* DIRECTIONS:
All the lines below need to be transcribed exactly. Pictures get left out.

* SOURCE DATA:
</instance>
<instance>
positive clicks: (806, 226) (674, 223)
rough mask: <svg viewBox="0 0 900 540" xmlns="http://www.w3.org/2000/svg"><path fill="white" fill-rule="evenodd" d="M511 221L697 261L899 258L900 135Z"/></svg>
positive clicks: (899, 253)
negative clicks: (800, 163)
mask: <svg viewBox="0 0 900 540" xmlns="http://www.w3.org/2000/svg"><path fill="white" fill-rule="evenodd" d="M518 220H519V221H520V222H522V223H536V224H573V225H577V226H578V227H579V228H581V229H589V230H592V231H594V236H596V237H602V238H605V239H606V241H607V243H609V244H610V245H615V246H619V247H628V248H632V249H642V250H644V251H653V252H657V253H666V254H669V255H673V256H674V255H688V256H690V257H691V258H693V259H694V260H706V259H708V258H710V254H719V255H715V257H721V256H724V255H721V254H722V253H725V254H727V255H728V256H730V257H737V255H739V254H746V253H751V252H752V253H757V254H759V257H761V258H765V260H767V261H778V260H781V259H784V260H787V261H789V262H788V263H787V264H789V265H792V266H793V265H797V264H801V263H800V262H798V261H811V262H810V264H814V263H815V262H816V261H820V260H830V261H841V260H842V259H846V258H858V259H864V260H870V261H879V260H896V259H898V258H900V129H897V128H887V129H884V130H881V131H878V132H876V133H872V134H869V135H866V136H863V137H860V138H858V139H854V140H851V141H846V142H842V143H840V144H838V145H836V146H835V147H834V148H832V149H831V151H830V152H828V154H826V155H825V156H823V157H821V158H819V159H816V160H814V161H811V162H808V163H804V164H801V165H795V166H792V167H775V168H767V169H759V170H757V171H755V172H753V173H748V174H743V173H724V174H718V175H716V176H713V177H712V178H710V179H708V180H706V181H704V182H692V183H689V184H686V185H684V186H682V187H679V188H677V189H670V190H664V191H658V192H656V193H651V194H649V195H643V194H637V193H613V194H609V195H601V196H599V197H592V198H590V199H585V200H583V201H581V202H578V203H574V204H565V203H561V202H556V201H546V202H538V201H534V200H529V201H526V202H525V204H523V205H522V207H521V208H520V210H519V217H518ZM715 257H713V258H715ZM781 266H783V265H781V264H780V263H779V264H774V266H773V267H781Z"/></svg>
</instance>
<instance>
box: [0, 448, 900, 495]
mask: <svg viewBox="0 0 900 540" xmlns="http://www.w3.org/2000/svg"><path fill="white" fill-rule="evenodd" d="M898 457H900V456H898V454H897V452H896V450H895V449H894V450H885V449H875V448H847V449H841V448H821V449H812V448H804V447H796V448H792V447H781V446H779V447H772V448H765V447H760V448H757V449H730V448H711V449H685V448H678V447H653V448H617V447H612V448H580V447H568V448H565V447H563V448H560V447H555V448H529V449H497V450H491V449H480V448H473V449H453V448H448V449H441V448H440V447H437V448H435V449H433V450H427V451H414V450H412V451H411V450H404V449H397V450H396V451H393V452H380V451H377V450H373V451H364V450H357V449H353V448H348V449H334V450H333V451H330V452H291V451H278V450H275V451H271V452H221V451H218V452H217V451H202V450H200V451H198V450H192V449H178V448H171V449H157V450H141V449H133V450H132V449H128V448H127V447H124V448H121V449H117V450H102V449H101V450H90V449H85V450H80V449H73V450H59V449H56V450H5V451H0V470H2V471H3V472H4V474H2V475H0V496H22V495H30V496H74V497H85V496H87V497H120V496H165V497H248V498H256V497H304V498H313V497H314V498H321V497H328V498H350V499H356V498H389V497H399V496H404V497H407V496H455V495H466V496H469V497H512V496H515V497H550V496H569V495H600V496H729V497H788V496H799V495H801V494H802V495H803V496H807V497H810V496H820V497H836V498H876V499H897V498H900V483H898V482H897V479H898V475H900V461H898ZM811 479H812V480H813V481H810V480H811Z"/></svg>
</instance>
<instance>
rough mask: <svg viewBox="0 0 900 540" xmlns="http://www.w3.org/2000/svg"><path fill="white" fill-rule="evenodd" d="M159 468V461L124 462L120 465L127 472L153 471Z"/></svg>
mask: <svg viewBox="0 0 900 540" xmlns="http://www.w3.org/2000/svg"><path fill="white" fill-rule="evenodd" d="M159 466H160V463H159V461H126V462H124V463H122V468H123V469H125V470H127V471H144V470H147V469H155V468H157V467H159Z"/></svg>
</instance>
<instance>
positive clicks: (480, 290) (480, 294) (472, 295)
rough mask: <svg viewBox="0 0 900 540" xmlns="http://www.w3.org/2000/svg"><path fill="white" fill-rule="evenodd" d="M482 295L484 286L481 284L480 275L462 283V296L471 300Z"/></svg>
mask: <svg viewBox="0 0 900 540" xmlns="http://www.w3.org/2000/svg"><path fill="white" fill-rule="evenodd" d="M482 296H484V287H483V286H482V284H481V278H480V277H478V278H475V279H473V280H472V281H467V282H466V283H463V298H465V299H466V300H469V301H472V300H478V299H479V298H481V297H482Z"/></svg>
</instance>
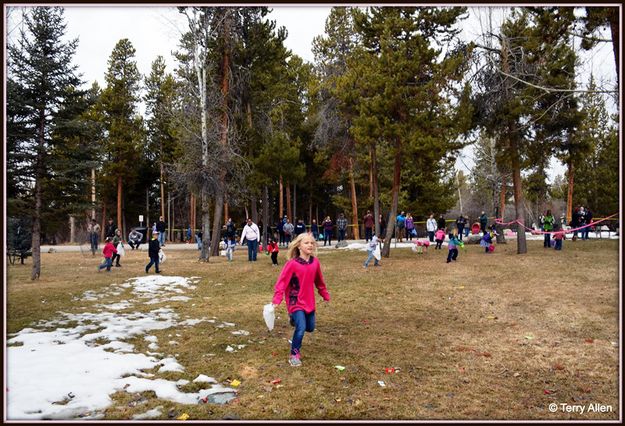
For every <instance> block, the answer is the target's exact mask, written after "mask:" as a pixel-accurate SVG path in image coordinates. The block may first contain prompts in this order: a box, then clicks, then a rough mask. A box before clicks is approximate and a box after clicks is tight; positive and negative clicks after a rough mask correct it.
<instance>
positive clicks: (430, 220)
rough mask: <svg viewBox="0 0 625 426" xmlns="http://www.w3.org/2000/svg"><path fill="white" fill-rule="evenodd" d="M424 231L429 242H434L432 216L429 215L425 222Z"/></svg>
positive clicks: (433, 226) (433, 215) (435, 226)
mask: <svg viewBox="0 0 625 426" xmlns="http://www.w3.org/2000/svg"><path fill="white" fill-rule="evenodd" d="M425 226H426V229H427V231H428V237H429V238H430V242H431V243H433V242H434V233H435V232H436V229H437V226H436V219H434V215H433V214H431V215H430V217H429V218H428V220H427V221H426V222H425Z"/></svg>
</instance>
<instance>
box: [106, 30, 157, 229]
mask: <svg viewBox="0 0 625 426" xmlns="http://www.w3.org/2000/svg"><path fill="white" fill-rule="evenodd" d="M135 53H136V51H135V48H134V47H133V46H132V43H131V42H130V40H128V39H121V40H119V41H118V42H117V44H116V45H115V47H114V49H113V51H112V53H111V56H110V57H109V60H108V69H107V72H106V74H105V81H106V84H107V86H106V88H105V89H104V91H103V93H102V109H103V112H104V114H105V117H104V120H105V127H106V132H107V134H106V140H105V145H106V152H107V156H108V158H107V161H106V163H105V164H104V173H105V175H104V177H103V179H102V180H103V181H104V184H105V185H106V187H108V188H109V189H110V191H111V192H109V195H108V197H107V198H106V200H111V199H112V198H113V197H112V196H113V195H114V196H115V198H116V200H117V208H116V211H117V227H118V228H119V229H122V230H124V234H125V221H124V220H123V219H124V208H125V206H124V199H125V197H124V185H130V183H131V182H132V181H134V180H135V179H136V178H137V165H138V164H140V161H141V156H140V152H141V149H140V147H141V145H142V144H143V140H144V134H143V120H142V118H141V116H140V115H139V114H138V110H137V108H138V104H139V101H140V89H141V86H140V84H141V74H140V73H139V70H138V68H137V63H136V61H135V59H134V58H135ZM105 194H106V193H105ZM161 202H162V200H161Z"/></svg>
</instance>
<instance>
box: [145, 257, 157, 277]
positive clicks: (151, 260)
mask: <svg viewBox="0 0 625 426" xmlns="http://www.w3.org/2000/svg"><path fill="white" fill-rule="evenodd" d="M152 265H155V266H154V267H155V269H156V273H157V274H158V255H156V256H154V257H152V256H150V263H148V264H147V265H146V266H145V272H148V271H149V270H150V268H151V267H152Z"/></svg>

* TASK SOLUTION:
</instance>
<instance>
positive clicks: (806, 226) (674, 223)
rough mask: <svg viewBox="0 0 900 540" xmlns="http://www.w3.org/2000/svg"><path fill="white" fill-rule="evenodd" d="M511 221L697 261L899 258L900 135Z"/></svg>
positive clicks: (899, 253)
negative clicks: (800, 163)
mask: <svg viewBox="0 0 900 540" xmlns="http://www.w3.org/2000/svg"><path fill="white" fill-rule="evenodd" d="M518 220H519V221H520V222H522V223H536V224H573V225H577V226H578V227H579V228H581V229H589V230H592V231H594V236H596V237H602V238H605V239H606V241H607V243H609V244H610V245H615V246H619V247H628V248H632V249H642V250H644V251H653V252H657V253H666V254H669V255H673V256H674V255H688V256H690V257H691V258H693V259H694V260H706V259H708V258H710V254H719V255H715V257H721V256H724V255H721V254H722V253H725V254H727V255H728V256H730V257H737V255H739V254H746V253H751V252H752V253H757V254H759V257H761V258H765V260H767V261H778V260H781V259H784V260H787V261H789V262H788V263H787V264H789V265H792V266H793V265H797V264H801V263H800V262H798V261H811V262H810V264H814V263H815V262H816V261H820V260H830V261H841V260H842V259H846V258H858V259H864V260H870V261H879V260H896V259H898V258H900V129H897V128H887V129H884V130H881V131H878V132H876V133H872V134H869V135H866V136H863V137H860V138H858V139H854V140H851V141H846V142H842V143H840V144H838V145H836V146H835V147H834V148H832V149H831V151H830V152H828V154H826V155H825V156H823V157H821V158H819V159H816V160H814V161H811V162H808V163H804V164H801V165H795V166H792V167H775V168H767V169H759V170H757V171H755V172H753V173H748V174H743V173H724V174H718V175H716V176H713V177H712V178H710V179H708V180H706V181H704V182H692V183H689V184H686V185H684V186H682V187H679V188H677V189H670V190H664V191H658V192H656V193H651V194H649V195H643V194H637V193H613V194H609V195H601V196H599V197H592V198H590V199H585V200H583V201H581V202H578V203H574V204H565V203H561V202H556V201H546V202H538V201H534V200H529V201H526V202H525V204H523V205H522V207H521V208H520V210H519V217H518ZM715 257H713V258H715ZM781 266H783V265H781V264H780V263H779V264H774V266H773V267H781Z"/></svg>
</instance>
<instance>
box: [0, 448, 900, 495]
mask: <svg viewBox="0 0 900 540" xmlns="http://www.w3.org/2000/svg"><path fill="white" fill-rule="evenodd" d="M898 457H900V456H898V454H897V452H896V450H895V449H894V450H885V449H875V448H847V449H841V448H821V449H812V448H804V447H796V448H792V447H781V446H779V447H772V448H765V447H760V448H757V449H730V448H711V449H685V448H678V447H653V448H617V447H612V448H580V447H568V448H565V447H563V448H560V447H555V448H529V449H497V450H491V449H480V448H473V449H453V448H448V449H441V448H440V447H437V448H435V449H433V450H427V451H414V450H412V451H411V450H404V449H397V450H396V451H393V452H380V451H377V450H373V451H364V450H357V449H353V448H348V449H334V450H333V451H330V452H291V451H278V450H275V451H271V452H221V451H218V452H217V451H202V450H200V451H198V450H192V449H178V448H171V449H157V450H141V449H133V450H132V449H128V448H127V447H124V448H121V449H117V450H102V449H101V450H90V449H85V450H80V449H73V450H59V449H56V450H5V451H0V470H2V471H3V472H4V474H2V475H0V496H22V495H30V496H74V497H85V496H87V497H120V496H165V497H248V498H256V497H304V498H313V497H314V498H321V497H328V498H350V499H356V498H389V497H399V496H404V497H407V496H455V495H466V496H469V497H512V496H515V497H550V496H569V495H600V496H729V497H788V496H799V495H801V494H802V495H803V496H807V497H810V496H820V497H836V498H876V499H897V498H900V483H898V482H897V479H898V475H900V461H898ZM811 479H812V480H813V481H810V480H811Z"/></svg>
</instance>
<instance>
rough mask: <svg viewBox="0 0 900 540" xmlns="http://www.w3.org/2000/svg"><path fill="white" fill-rule="evenodd" d="M159 468V461L124 462L120 465L127 472L153 471Z"/></svg>
mask: <svg viewBox="0 0 900 540" xmlns="http://www.w3.org/2000/svg"><path fill="white" fill-rule="evenodd" d="M159 466H160V463H159V461H126V462H124V463H122V468H123V469H125V470H127V471H144V470H147V469H155V468H157V467H159Z"/></svg>
</instance>
<instance>
positive clicks: (480, 290) (480, 294) (472, 295)
rough mask: <svg viewBox="0 0 900 540" xmlns="http://www.w3.org/2000/svg"><path fill="white" fill-rule="evenodd" d="M482 295L484 286L481 284L480 275L462 283V296L471 300Z"/></svg>
mask: <svg viewBox="0 0 900 540" xmlns="http://www.w3.org/2000/svg"><path fill="white" fill-rule="evenodd" d="M482 296H484V287H483V286H482V284H481V278H480V277H478V278H475V279H473V280H472V281H467V282H466V283H463V298H465V299H466V300H469V301H472V300H478V299H479V298H481V297H482Z"/></svg>
</instance>
For every <instance> block, the answer is the target's exact mask, written after "mask:" as a pixel-accurate SVG path in image coordinates. The block may first contain prompts in this order: a box, then clicks, then a rough mask. A box before clicks is approximate and a box after clicks is tight; positive and negative clicks after a rough mask correct it.
<instance>
positive clicks: (430, 220)
rough mask: <svg viewBox="0 0 625 426" xmlns="http://www.w3.org/2000/svg"><path fill="white" fill-rule="evenodd" d="M424 231L429 242H434L432 216L429 215L425 222Z"/></svg>
positive clicks: (433, 226) (433, 215) (435, 226)
mask: <svg viewBox="0 0 625 426" xmlns="http://www.w3.org/2000/svg"><path fill="white" fill-rule="evenodd" d="M425 226H426V229H427V231H428V237H429V238H430V242H431V243H433V242H434V233H435V232H436V229H437V226H436V219H434V215H433V214H431V215H430V217H429V218H428V220H427V221H426V222H425Z"/></svg>
</instance>
<instance>
box: [106, 30, 157, 229]
mask: <svg viewBox="0 0 625 426" xmlns="http://www.w3.org/2000/svg"><path fill="white" fill-rule="evenodd" d="M135 53H136V51H135V48H134V47H133V46H132V43H131V42H130V40H128V39H121V40H119V41H118V42H117V44H116V45H115V47H114V49H113V51H112V53H111V56H110V57H109V60H108V69H107V72H106V74H105V81H106V84H107V86H106V88H105V89H104V91H103V93H102V109H103V112H104V114H105V117H104V120H105V127H106V132H107V134H106V140H105V145H106V152H107V156H108V158H107V161H106V163H105V164H104V173H105V175H104V177H103V179H102V180H103V181H104V184H105V185H106V187H108V188H109V189H110V191H111V192H109V195H108V197H107V198H106V200H111V199H112V198H113V197H112V196H113V195H114V196H115V198H116V200H117V208H116V211H117V227H118V228H119V229H122V230H124V234H125V221H124V220H123V219H124V208H125V206H124V199H125V197H124V185H130V183H131V182H132V181H134V180H135V179H136V178H137V165H138V164H140V161H141V156H140V152H141V149H140V147H141V145H142V144H143V140H144V134H143V120H142V118H141V116H140V115H139V114H138V110H137V108H138V104H139V101H140V89H141V86H140V84H141V74H140V73H139V70H138V68H137V63H136V61H135V59H134V58H135ZM105 194H106V193H105ZM161 202H162V200H161Z"/></svg>
</instance>
<instance>
box: [145, 257, 157, 277]
positive clicks: (151, 260)
mask: <svg viewBox="0 0 625 426" xmlns="http://www.w3.org/2000/svg"><path fill="white" fill-rule="evenodd" d="M152 265H155V266H154V267H155V269H156V273H157V274H158V255H156V256H154V257H152V256H150V263H148V264H147V265H146V266H145V272H148V271H149V270H150V268H151V267H152Z"/></svg>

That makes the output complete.